Material shown -

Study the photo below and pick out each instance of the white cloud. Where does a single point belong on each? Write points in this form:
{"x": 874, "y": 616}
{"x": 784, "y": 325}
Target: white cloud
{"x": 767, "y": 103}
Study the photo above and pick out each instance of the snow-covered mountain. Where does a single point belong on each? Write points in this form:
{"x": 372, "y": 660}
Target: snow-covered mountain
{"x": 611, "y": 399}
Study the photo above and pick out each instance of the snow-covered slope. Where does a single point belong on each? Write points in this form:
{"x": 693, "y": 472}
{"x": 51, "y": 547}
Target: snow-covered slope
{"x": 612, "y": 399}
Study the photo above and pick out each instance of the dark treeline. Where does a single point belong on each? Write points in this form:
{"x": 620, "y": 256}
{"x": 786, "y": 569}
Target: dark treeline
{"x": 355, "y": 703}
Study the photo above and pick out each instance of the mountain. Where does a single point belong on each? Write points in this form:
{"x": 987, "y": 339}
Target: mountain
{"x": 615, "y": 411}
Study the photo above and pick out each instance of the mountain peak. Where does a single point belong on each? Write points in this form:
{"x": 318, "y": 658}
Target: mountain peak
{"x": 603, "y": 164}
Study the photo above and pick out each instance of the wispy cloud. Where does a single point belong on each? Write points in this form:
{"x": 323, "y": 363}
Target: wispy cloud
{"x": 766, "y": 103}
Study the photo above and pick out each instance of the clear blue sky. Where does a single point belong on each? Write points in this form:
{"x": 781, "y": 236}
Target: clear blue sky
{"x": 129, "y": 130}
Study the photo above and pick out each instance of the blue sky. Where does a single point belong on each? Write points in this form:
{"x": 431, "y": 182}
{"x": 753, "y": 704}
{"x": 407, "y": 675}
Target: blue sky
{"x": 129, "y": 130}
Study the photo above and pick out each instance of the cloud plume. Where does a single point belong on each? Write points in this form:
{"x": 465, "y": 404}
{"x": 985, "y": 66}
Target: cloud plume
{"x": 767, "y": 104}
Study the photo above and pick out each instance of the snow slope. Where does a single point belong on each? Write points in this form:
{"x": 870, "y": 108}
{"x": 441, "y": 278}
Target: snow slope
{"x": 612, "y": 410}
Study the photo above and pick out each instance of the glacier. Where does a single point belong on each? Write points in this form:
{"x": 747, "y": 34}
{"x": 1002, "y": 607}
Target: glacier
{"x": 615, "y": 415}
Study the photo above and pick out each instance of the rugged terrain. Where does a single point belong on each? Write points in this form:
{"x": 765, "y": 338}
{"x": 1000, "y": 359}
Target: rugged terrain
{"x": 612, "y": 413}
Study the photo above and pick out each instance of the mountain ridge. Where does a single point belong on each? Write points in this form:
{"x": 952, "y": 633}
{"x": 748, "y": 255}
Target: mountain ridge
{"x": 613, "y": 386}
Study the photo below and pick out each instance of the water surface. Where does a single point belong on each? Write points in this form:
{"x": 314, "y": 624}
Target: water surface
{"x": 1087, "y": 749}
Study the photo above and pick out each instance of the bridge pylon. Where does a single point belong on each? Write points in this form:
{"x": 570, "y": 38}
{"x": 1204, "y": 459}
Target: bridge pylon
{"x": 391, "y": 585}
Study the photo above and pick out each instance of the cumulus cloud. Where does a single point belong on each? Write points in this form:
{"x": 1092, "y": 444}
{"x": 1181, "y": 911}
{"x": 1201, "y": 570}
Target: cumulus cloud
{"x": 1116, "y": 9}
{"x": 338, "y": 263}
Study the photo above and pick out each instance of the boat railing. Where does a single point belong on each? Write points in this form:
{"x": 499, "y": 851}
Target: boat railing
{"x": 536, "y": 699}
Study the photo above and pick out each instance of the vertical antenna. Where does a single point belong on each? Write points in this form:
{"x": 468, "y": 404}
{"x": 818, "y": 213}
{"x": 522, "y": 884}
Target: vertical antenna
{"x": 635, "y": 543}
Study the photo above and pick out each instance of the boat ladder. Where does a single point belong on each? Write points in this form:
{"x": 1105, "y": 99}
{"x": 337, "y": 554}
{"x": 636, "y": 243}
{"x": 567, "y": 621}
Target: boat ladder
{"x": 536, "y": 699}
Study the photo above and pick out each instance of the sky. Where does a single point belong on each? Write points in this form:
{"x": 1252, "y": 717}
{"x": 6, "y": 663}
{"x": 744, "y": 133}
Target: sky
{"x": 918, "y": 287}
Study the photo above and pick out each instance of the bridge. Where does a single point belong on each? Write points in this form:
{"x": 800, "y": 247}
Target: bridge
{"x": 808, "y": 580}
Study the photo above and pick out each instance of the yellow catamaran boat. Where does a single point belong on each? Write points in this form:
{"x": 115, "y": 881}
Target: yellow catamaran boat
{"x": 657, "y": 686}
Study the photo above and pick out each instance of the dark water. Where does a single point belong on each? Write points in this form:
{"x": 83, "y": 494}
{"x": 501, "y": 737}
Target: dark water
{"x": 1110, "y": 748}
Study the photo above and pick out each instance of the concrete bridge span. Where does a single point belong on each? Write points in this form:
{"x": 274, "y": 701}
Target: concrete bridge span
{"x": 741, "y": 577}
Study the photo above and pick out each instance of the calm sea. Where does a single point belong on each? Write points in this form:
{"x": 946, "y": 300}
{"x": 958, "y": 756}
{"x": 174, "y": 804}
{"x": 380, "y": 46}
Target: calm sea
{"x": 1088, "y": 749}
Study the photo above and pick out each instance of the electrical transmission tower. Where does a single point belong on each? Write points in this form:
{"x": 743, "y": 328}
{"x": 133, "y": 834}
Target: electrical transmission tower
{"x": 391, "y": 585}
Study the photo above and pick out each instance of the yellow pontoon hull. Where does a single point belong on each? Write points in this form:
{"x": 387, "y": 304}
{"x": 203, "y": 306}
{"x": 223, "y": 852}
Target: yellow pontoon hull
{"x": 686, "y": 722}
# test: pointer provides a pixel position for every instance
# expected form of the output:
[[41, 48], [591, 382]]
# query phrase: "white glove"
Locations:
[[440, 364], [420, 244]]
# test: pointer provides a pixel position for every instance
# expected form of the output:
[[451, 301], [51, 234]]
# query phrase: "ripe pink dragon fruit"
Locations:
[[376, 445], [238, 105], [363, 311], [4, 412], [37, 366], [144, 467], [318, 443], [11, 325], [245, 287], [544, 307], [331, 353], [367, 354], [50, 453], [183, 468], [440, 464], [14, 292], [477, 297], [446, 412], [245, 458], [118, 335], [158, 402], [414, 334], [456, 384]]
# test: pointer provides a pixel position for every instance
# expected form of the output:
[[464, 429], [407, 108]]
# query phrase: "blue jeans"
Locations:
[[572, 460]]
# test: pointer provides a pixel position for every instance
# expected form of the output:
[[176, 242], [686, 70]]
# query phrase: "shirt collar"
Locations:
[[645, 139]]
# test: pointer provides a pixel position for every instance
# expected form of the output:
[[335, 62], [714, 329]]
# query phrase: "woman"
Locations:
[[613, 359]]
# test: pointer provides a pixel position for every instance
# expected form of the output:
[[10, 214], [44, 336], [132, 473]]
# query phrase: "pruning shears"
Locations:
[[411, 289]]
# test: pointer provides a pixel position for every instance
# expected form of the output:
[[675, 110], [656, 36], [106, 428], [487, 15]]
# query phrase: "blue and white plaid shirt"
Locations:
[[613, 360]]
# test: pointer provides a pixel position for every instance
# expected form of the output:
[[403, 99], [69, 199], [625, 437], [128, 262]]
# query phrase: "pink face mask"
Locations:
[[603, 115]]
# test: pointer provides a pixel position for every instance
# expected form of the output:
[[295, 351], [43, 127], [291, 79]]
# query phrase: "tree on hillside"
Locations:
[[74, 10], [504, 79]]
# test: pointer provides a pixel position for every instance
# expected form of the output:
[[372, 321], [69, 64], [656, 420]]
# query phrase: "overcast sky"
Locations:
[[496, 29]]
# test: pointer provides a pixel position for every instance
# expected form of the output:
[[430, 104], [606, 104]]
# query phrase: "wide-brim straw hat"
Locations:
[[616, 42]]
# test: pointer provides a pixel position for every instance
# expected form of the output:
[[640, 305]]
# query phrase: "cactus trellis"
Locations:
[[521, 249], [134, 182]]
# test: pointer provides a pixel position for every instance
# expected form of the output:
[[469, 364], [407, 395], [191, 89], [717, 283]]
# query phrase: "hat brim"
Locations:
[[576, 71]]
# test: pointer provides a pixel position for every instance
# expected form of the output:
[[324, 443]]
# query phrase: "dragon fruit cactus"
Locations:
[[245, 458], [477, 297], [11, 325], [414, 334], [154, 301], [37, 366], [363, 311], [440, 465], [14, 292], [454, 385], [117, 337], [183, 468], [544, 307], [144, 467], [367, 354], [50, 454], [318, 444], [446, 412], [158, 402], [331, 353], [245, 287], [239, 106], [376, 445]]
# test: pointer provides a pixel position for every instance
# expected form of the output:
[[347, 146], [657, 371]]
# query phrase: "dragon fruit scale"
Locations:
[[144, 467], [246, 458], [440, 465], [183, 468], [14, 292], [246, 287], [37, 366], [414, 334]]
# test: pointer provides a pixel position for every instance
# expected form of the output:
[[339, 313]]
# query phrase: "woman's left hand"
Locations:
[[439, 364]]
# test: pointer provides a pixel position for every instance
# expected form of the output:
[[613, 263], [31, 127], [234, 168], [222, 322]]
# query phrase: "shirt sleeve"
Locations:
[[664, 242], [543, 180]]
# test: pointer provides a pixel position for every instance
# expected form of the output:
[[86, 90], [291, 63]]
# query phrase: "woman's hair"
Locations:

The problem - The answer must be every line of the records that contains the word "brim".

Response -
# query phrase: "wide-brim straw hat"
# query phrase: "hat brim"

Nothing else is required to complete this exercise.